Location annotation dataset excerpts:
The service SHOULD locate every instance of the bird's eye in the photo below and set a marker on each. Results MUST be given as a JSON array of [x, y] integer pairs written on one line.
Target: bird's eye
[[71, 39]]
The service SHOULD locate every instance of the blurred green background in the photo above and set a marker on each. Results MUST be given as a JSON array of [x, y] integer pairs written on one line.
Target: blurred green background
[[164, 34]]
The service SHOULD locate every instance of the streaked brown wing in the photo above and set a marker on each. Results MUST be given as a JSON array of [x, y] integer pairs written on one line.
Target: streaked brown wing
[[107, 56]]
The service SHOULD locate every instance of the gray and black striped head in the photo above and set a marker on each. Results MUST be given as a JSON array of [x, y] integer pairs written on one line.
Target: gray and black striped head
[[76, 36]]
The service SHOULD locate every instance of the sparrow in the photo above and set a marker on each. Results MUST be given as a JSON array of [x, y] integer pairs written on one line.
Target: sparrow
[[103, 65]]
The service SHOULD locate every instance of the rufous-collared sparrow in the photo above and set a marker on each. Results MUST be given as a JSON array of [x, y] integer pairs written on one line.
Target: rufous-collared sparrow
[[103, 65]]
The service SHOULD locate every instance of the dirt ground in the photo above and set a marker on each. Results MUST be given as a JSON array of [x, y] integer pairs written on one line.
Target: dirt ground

Directions for this task:
Quote every one of the records above word for word.

Task response:
The service SHOULD locate every instance of the bird's eye in the photo below and set a marker on each. Results MUST be given as a JSON array of [x, y] integer pairs written on one line.
Target: bird's eye
[[71, 39]]
The service SHOULD locate every instance of the blurred green background in the photo above and set a marker on each. Results MUST be given as a JSON array of [x, y] integer pairs written on one line.
Target: blurred green background
[[164, 34]]
The service SHOULD locate every instance of the streaked brown wing in the photo above and set a marker on each. Results MUST be given as a JSON array of [x, y] integer pairs written on one line.
Target: streaked brown wing
[[107, 56]]
The service SHOULD locate every instance of the gray and black striped head in the photo above and set a marker on each. Results MUST be given as a JSON array of [x, y] integer pairs written on one line.
Target: gray and black striped head
[[76, 36]]
The service SHOULD locate every instance of the sparrow in the photo above and set a marker on each. Results MUST be given as a JSON array of [x, y] integer pairs written on one line.
Target: sparrow
[[103, 65]]
The service SHOULD locate every instance of the rufous-collared sparrow in the photo above and set a marker on each. Results MUST be given as a JSON array of [x, y] integer pairs written on one line.
Target: rufous-collared sparrow
[[103, 65]]
The service SHOULD locate every instance of the dirt ground in the photo above and set a marker on each. Results MUST be given as a JSON array of [x, y] integer pairs written on one line.
Target: dirt ground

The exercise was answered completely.